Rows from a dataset
::::::

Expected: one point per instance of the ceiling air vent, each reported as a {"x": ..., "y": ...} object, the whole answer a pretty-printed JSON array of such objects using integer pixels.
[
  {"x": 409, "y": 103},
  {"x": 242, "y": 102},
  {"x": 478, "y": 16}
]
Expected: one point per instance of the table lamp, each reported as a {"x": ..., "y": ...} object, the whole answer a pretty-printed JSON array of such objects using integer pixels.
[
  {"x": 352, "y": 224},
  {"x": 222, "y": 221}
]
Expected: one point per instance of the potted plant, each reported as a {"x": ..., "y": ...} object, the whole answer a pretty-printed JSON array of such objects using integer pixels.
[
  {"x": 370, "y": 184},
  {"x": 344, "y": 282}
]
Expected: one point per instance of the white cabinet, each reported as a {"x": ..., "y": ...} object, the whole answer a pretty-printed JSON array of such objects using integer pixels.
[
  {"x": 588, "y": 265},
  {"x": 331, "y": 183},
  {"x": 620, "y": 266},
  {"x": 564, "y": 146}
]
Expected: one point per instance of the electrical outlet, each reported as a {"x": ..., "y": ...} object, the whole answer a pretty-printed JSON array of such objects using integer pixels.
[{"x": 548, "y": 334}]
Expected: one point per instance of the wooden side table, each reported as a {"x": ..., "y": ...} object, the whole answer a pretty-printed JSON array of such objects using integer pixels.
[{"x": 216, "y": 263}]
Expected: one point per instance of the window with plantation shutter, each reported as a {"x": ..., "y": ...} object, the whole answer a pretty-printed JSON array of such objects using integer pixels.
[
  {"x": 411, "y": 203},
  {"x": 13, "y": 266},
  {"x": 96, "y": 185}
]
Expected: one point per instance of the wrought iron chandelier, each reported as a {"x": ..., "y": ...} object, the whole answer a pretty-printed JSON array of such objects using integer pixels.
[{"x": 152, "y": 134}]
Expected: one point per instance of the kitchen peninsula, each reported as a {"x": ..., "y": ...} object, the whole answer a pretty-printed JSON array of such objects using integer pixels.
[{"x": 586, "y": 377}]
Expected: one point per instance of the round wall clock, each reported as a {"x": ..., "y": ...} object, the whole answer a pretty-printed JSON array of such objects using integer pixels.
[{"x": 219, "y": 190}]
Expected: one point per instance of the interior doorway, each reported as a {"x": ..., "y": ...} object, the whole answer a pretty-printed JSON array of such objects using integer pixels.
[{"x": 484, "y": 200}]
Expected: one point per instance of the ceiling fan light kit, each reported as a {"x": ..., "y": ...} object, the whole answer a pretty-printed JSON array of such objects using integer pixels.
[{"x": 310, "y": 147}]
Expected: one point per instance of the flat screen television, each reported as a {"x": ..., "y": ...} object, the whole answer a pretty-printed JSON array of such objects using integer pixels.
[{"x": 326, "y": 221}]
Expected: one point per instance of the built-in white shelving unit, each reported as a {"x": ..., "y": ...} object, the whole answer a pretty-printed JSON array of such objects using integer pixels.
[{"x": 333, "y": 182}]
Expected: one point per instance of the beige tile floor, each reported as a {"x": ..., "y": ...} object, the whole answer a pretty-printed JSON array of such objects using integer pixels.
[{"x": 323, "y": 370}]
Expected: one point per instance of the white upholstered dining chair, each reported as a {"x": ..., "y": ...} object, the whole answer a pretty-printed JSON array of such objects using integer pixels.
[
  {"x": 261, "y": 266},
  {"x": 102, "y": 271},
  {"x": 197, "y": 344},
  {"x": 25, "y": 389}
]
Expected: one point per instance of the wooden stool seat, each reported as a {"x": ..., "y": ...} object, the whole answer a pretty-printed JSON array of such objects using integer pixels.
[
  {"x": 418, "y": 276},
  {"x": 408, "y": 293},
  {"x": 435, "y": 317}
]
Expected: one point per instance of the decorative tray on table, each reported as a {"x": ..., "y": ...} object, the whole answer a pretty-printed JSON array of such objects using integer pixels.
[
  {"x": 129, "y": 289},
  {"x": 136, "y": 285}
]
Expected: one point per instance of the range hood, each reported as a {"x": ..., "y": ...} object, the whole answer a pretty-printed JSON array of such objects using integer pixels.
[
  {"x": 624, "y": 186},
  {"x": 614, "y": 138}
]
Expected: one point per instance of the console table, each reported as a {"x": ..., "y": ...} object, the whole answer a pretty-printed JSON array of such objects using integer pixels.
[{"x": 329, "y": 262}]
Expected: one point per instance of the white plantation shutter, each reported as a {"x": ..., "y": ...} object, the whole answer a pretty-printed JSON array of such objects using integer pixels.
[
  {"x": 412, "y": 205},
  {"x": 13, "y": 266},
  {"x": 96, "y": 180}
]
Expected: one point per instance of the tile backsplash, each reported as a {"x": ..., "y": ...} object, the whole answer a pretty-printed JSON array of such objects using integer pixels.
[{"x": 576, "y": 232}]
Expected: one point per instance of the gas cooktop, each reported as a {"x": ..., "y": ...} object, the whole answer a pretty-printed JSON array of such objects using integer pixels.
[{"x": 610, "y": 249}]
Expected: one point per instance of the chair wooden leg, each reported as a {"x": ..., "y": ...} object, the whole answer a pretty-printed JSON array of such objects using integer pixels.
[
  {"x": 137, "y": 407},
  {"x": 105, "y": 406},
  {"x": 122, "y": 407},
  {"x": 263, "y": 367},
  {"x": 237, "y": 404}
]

::::::

Repeat exactly the lines above, starting with the line that contains "Expected: one point per instance of the gas" and ending with the last line, both included, and nothing else.

Expected: one point per instance of the gas cooktop, each reported as a {"x": ..., "y": ...} object, the whole answer a pretty-printed JSON array of such objects using integer pixels.
[{"x": 610, "y": 249}]
Expected: one point per instance of the chair wooden leg, each reported as a {"x": ..., "y": ...} object, the whole answer a pretty-printed JSON array of such objects using integer pixels.
[
  {"x": 137, "y": 407},
  {"x": 105, "y": 406},
  {"x": 122, "y": 407},
  {"x": 263, "y": 367},
  {"x": 237, "y": 404}
]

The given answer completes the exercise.